Ziel der Aufgabe:
Kannst du den Text über Weihnachtsbräuche in Europa vollständig und Wort für Wort wiedergeben?

Andere Länder, andere Weihnachten

Die 13 Jólasveinar verstecken sich unterjährig nicht etwa im Wahrzeichen von Reykjavik: der Hallgrímskirkja. Die 13 Weihnachtsgesellen wohnen in den Bergen und finden den Weg in die Städte jeweils nur im Dezember. Heimlich bringen sie den Kindern die Geschenke.
Die 13 Jólasveinar verstecken sich unterjährig nicht etwa im Wahrzeichen von Reykjavik: der Hallgrímskirkja. Die 13 Weihnachtsgesellen wohnen in den Bergen und finden den Weg in die Städte jeweils nur im Dezember. Heimlich bringen sie den Kindern die Geschenke. Bild: Schaffhausen24, Manuela Blätter
Die verschiedenen Kulturkreise innerhalb Europas feiern die Weihnachtszeit mit ganz unterschiedlichen Bräuchen und Riten. Eine weihnachtliche Reise durch ein Zwölf-Gänge-Menu begleitet von Donald Duck, den Jólasveinar und Agios Vasilios.

Bereitgestelltes Material:

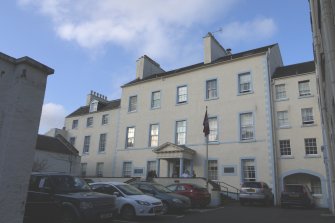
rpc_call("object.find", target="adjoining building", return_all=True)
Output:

Gelöste Aufgabe:
Andere Länder, andere Weihnachten

Die 13 Jólasveinar verstecken sich unterjährig nicht etwa im Wahrzeichen von Reykjavik: der Hallgrímskirkja. Die 13 Weihnachtsgesellen wohnen in den Bergen und finden den Weg in die Städte jeweils nur im Dezember. Heimlich bringen sie den Kindern die Geschenke.
Die 13 Jólasveinar verstecken sich unterjährig nicht etwa im Wahrzeichen von Reykjavik: der Hallgrímskirkja. Die 13 Weihnachtsgesellen wohnen in den Bergen und finden den Weg in die Städte jeweils nur im Dezember. Heimlich bringen sie den Kindern die Geschenke. Bild: Schaffhausen24, Manuela Blätter
Die verschiedenen Kulturkreise innerhalb Europas feiern die Weihnachtszeit mit ganz unterschiedlichen Bräuchen und Riten. Eine weihnachtliche Reise durch ein Zwölf-Gänge-Menu begleitet von Donald Duck, den Jólasveinar und Agios Vasilios.